— STATED TASK 1 —
Convert the part of the records that opens with the line containing "Annotation guideline. For every instance of the blue" and closes with the line containing "[(102, 81), (35, 94)]" into a numbered list, one line per item, leaving out blank lines.

— PASSAGE GIVEN —
::::::::::

Triplicate Girl (Luornu Durgo) is a superhero appearing in DC Comics, primarily as a member of the Legion of Super-Heroes in the 30th and 31st centuries. She has also had the aliases Duo Damsel, Triad, Una, Duplicate Damsel and Duplicate Girl.

Publication history
Luornu Durgo first appeared in Action Comics #276 and was created by producer Jerry Siegel and Jim Mooney.

Fictional character biography

Original continuity
Luornu Durgo, codenamed Triplicate Girl, first appeared in Action Comics #276, written by Jerry Siegel. A native of the planet Cargg, she could split into three identical bodies, as could all Carggites, due to the planet Cargg having three suns. She was the daughter of Humre and Silvou Durgo. Her costume consisted of a purple dress, orange cape and belt, and black boots.

She was the fourth hero to join the Legion of Super-Heroes, and its first non-founder member. Unlike her post–Zero Hour counterpart, Triad, she had brown eyes, not split purple/orange ones. For a long time, she had an unrequited crush on Superboy.

One of her three bodies was killed by Brainiac 5's killer creation Computo, and she was thereafter known as Duo Damsel. Her surviving two bodies continued to remember the trauma of experiencing her/their death, with the result that Computo was the one villain whom Duo Damsel was too frightened to confront.

Duo Damsel later donned a unique half orange, half purple costume which could divide with her, leaving one body wearing an orange costume and one wearing a purple costume. It was designed by a fan, Nick Pascale, who also plotted the story in which it appeared. The costume originally appeared in Adventure Comics #403 (April 1971), and was initially designed to aid her in a mission on the planet Pasnic, but the character continued to wear "splitting" costumes such as this throughout all her continuity. And an adaptation of it was designed when she became Triad and Duplicate Girl. The adaptation was even in the cartoon version of the Legion.

Duo Damsel left active Legion service to become a reservist after marrying fellow Legionnaire Bouncing Boy in Superboy #200 (February 1974); after this she then appeared only sporadically.

In later years of the first Legion continuity she served as an instructor at the Legion Academy along with her husband. She suffered the death of one of her two remaining bodies battling the Time Trapper after she took part in a conspiracy to avenge the death of Superboy, which had been caused by the Trapper (after a minor reboot in 1990, it was stated that Glorith killed the second body during a conspiracy to avenge her genocidal destruction of the Daxamite race). It was revealed that Luornu's second body was still alive. This body, and the ability to duplicate herself, were restored to her, and she gained a new ability to generate force fields. This new ability was transferred to her by a special force field belt given to her by Brainiac 5 to protect her after the supposed death of her second body.

During the "Five Year Gap" following the Magic Wars, Earth fell under the covert control of the Dominators, and withdrew from the United Planets. A few years later, the members of the Dominators' highly classified "Batch SW6" escaped captivity. Originally, Batch SW6 appeared to be a group of teenage Legionnaire clones, created from samples apparently taken just prior to Ferro Lad's death at the hands of the Sun-Eater. Later, they were revealed to be time-paradox duplicates, every bit as legitimate as their older counterparts. After Earth was destroyed in a disaster reminiscent of the destruction of Krypton over a millennium earlier, a few dozen surviving cities and their inhabitants reconstituted their world as New Earth. The SW6 Legionnaires remained, and their version of Triplicate Girl (with all three of her bodies intact) assumed the code name Triad.

::::::::::

— SUPPLIED RECORDS —
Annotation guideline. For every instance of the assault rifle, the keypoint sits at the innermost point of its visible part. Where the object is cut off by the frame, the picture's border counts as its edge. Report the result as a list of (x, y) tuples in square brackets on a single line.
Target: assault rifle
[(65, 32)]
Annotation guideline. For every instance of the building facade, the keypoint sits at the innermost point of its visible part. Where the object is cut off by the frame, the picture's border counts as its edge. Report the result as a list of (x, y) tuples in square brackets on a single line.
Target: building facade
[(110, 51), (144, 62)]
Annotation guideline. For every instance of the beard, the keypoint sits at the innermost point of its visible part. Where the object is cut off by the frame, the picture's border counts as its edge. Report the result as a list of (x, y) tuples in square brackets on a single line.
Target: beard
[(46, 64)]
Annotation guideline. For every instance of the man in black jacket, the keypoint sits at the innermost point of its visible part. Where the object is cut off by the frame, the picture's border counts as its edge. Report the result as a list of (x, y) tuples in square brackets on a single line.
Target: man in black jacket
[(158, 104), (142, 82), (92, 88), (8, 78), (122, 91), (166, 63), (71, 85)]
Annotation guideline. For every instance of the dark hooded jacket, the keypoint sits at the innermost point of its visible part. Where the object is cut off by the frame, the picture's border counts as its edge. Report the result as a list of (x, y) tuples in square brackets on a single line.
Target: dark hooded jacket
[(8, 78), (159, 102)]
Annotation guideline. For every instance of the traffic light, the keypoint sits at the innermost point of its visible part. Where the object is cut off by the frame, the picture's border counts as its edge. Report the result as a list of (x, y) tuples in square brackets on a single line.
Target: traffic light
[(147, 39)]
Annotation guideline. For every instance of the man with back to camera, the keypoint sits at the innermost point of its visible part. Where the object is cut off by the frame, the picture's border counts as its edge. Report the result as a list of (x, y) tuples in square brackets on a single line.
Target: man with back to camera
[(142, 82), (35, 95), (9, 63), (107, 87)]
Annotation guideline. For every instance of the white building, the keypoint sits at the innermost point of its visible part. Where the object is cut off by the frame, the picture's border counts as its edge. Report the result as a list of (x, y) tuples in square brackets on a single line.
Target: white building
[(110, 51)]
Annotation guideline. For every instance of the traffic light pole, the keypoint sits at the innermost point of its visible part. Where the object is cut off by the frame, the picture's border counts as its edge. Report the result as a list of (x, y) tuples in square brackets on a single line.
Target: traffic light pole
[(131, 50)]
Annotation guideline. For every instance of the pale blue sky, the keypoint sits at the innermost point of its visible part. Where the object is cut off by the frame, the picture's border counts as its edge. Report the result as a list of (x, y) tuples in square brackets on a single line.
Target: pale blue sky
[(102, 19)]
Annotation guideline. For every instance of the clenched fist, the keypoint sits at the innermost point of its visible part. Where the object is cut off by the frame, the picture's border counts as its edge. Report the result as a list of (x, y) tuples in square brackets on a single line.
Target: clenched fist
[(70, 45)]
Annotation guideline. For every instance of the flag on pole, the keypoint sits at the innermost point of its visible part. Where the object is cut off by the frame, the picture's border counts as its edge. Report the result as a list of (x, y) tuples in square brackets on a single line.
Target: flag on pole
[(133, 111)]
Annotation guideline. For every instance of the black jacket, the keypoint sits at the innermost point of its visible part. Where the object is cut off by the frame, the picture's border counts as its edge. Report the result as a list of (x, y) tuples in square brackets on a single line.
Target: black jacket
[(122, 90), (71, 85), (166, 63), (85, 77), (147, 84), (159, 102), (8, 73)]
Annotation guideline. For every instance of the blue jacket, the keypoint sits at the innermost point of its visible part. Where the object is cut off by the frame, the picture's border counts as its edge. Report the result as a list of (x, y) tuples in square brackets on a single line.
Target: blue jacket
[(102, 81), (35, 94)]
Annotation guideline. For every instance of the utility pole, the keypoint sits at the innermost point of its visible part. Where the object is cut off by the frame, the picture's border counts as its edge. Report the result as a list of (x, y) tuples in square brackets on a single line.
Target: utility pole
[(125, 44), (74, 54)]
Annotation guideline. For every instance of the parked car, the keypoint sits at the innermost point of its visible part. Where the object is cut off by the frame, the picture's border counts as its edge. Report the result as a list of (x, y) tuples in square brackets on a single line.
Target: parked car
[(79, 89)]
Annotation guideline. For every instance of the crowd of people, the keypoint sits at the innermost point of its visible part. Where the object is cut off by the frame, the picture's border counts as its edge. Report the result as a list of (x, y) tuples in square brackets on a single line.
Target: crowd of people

::::::::::

— STATED TASK 2 —
Duplicate the part of the passage on Triplicate Girl that opens with the words containing "Duo Damsel later" and closes with "appeared only sporadically.".

— EXERCISE RESPONSE 1 —
1. Annotation guideline. For every instance of the blue jacket, the keypoint sits at the innermost point of its visible part. Where the object is cut off by the frame, the picture's border counts as its edge. Report the result as a list of (x, y) tuples in square brackets on a single line.
2. Target: blue jacket
3. [(102, 81), (35, 94)]

— EXERCISE RESPONSE 2 —
Duo Damsel later donned a unique half orange, half purple costume which could divide with her, leaving one body wearing an orange costume and one wearing a purple costume. It was designed by a fan, Nick Pascale, who also plotted the story in which it appeared. The costume originally appeared in Adventure Comics #403 (April 1971), and was initially designed to aid her in a mission on the planet Pasnic, but the character continued to wear "splitting" costumes such as this throughout all her continuity. And an adaptation of it was designed when she became Triad and Duplicate Girl. The adaptation was even in the cartoon version of the Legion.

Duo Damsel left active Legion service to become a reservist after marrying fellow Legionnaire Bouncing Boy in Superboy #200 (February 1974); after this she then appeared only sporadically.